Region pointing data:
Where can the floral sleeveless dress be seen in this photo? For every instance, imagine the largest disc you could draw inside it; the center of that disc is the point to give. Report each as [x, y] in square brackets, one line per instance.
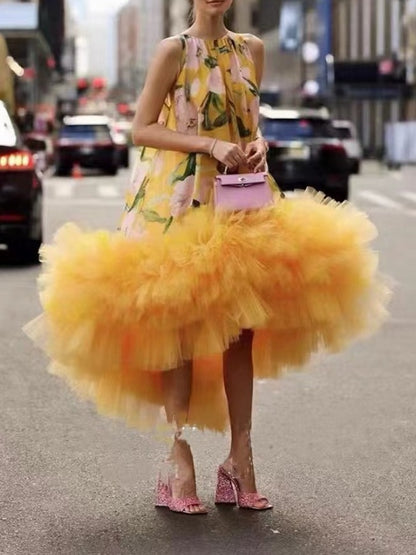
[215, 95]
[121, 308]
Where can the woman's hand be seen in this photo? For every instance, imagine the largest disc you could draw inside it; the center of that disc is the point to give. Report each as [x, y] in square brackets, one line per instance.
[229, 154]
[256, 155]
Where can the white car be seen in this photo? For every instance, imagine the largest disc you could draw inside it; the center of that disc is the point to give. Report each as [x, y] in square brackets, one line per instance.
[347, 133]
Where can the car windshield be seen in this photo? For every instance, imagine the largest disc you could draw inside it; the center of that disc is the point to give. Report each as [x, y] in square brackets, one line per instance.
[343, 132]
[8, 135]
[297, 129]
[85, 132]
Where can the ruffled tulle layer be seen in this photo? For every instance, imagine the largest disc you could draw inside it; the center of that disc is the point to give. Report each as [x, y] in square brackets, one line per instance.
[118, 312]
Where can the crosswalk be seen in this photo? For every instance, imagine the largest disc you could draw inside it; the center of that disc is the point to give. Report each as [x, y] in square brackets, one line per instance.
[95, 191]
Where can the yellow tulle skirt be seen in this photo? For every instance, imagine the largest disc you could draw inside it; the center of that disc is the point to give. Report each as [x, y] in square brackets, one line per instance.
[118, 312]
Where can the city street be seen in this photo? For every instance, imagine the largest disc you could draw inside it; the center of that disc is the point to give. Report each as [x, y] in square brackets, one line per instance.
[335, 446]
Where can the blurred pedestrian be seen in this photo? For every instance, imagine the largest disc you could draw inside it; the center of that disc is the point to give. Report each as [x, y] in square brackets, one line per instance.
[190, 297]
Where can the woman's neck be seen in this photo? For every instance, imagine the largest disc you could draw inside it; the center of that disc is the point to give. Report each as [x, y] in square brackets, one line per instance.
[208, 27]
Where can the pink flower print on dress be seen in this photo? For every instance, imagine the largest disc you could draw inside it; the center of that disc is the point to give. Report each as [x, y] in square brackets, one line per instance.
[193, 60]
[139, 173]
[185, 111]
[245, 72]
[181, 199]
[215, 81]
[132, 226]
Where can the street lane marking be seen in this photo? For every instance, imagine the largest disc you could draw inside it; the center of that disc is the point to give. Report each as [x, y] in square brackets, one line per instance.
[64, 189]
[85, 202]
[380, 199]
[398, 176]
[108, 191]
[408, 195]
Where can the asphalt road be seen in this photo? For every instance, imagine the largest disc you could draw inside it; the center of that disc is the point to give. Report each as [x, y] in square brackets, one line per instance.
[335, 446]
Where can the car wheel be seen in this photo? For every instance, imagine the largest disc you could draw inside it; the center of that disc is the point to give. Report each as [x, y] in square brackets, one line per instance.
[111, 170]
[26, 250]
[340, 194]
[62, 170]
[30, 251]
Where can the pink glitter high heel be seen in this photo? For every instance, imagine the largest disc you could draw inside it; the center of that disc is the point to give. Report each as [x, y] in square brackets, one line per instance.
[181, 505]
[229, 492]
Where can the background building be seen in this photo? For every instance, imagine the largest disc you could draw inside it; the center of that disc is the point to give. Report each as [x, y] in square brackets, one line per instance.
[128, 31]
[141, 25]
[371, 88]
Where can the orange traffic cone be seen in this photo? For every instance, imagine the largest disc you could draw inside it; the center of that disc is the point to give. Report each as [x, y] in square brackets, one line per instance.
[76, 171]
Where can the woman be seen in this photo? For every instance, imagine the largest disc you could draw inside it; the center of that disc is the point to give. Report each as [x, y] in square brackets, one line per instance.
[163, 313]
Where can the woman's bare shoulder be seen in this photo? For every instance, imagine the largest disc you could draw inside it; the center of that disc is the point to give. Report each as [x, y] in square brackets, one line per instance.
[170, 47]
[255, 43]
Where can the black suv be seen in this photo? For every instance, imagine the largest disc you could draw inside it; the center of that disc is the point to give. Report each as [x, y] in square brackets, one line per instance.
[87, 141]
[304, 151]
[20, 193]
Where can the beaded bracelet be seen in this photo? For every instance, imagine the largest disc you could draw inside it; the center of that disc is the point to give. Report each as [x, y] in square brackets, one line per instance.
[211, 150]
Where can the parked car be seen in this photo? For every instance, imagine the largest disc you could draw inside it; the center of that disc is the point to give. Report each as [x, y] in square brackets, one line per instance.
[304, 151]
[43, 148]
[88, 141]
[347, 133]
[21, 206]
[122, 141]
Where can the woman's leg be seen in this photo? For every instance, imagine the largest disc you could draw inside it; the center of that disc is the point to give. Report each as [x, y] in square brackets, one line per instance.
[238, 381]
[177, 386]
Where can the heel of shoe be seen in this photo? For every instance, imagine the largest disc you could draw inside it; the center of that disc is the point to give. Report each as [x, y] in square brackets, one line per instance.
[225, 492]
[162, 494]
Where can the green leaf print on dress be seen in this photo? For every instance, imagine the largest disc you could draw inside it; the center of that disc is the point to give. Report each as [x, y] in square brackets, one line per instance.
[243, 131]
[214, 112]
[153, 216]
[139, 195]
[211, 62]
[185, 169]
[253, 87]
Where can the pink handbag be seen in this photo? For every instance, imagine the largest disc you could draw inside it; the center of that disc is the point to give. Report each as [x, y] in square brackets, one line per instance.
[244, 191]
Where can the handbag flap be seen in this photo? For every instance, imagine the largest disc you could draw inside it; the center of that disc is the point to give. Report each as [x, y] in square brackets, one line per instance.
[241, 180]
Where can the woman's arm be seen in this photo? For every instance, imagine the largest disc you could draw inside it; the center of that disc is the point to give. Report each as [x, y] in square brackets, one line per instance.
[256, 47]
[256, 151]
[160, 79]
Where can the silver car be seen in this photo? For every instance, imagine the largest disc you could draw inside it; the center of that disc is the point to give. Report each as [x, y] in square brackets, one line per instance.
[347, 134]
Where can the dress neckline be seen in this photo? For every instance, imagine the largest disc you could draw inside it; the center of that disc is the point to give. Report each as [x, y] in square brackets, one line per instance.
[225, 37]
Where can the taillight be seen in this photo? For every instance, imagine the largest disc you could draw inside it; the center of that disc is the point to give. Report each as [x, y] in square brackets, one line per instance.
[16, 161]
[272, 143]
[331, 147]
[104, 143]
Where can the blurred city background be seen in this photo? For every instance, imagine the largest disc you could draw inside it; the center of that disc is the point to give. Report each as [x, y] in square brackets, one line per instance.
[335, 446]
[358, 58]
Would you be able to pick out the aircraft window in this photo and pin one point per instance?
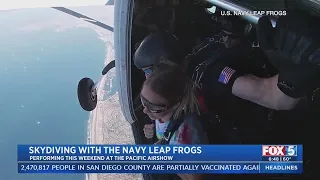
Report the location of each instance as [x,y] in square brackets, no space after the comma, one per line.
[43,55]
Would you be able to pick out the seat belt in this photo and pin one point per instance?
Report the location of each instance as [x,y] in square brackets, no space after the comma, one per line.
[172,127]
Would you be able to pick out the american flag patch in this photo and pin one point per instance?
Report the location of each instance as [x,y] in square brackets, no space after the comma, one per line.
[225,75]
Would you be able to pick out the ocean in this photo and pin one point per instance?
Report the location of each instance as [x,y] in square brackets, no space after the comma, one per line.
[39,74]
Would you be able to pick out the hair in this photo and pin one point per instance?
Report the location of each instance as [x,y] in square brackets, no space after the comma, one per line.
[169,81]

* * *

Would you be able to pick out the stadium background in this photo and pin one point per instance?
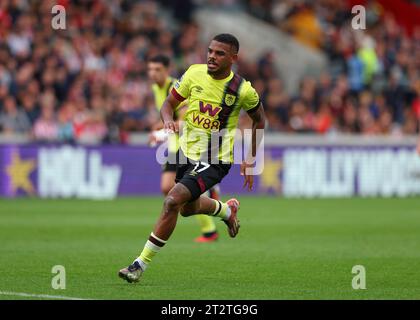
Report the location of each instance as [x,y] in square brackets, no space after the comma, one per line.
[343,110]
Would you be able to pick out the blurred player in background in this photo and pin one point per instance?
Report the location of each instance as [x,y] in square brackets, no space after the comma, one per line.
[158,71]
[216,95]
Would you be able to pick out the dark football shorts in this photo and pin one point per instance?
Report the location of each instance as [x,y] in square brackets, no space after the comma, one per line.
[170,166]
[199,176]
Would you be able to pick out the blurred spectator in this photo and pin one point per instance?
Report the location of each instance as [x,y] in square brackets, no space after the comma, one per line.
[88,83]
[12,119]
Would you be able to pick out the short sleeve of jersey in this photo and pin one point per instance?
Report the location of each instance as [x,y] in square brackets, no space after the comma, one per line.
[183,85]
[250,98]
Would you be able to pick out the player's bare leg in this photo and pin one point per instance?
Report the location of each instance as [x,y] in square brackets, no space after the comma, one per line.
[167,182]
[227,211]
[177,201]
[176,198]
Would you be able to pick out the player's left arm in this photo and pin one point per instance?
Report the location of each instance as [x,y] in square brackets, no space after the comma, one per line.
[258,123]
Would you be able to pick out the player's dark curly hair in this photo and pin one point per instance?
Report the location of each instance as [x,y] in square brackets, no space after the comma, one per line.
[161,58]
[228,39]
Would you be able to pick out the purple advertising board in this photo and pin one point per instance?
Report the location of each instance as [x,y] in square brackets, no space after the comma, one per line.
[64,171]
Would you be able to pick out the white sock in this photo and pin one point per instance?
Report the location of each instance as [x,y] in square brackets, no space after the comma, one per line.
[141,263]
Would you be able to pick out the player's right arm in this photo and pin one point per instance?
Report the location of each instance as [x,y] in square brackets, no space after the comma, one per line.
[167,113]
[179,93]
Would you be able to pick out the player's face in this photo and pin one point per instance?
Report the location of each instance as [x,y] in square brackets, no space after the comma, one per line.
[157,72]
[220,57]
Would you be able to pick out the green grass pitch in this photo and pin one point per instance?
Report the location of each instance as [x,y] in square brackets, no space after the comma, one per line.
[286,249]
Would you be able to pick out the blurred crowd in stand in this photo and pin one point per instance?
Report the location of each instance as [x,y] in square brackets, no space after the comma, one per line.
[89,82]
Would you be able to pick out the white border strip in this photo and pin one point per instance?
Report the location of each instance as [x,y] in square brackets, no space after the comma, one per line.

ASSIGNMENT: Would you give the number of lines above that hold "dark"? Only the number is needed.

SOLUTION FOR THIS EXERCISE: 2